■ **RECORDS FOR THE EXERCISE**
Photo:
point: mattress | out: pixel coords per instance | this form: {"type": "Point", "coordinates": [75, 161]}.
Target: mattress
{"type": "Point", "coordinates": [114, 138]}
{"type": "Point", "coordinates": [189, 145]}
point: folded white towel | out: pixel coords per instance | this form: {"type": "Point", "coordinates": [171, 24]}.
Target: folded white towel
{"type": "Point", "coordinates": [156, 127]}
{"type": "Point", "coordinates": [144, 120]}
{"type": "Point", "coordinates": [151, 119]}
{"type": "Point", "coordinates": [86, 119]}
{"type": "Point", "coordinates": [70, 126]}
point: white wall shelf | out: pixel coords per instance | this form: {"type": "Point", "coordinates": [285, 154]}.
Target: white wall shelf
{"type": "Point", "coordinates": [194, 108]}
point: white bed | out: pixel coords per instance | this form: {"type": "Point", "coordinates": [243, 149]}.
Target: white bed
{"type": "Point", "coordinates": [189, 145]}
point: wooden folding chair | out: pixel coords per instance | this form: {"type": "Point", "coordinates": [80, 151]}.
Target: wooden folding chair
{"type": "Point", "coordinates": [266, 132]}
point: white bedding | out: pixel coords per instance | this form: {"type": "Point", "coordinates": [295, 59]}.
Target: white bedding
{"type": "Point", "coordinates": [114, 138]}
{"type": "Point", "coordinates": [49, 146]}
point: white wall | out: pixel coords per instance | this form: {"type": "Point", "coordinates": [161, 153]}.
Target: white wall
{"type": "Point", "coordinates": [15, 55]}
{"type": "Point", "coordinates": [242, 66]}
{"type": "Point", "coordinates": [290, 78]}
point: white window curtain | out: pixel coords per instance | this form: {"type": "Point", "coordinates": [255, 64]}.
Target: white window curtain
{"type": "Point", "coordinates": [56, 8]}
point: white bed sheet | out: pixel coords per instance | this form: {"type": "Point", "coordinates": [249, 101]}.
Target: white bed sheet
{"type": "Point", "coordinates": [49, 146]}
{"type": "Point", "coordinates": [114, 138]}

■ **EXERCISE**
Your response should consist solely of the lines from the one containing "point: white wall |" to the end of the entries, both ends included, exactly as they appear.

■ **REPLY**
point: white wall | out: pixel coords per instance | this form: {"type": "Point", "coordinates": [161, 153]}.
Target: white wall
{"type": "Point", "coordinates": [15, 55]}
{"type": "Point", "coordinates": [242, 66]}
{"type": "Point", "coordinates": [290, 78]}
point: white window curtain | out: pixel coords per instance | this form: {"type": "Point", "coordinates": [255, 64]}.
Target: white window curtain
{"type": "Point", "coordinates": [56, 8]}
point: white bed sheet | out: pixel coords per instance | this form: {"type": "Point", "coordinates": [249, 101]}.
Target: white bed sheet
{"type": "Point", "coordinates": [49, 146]}
{"type": "Point", "coordinates": [114, 138]}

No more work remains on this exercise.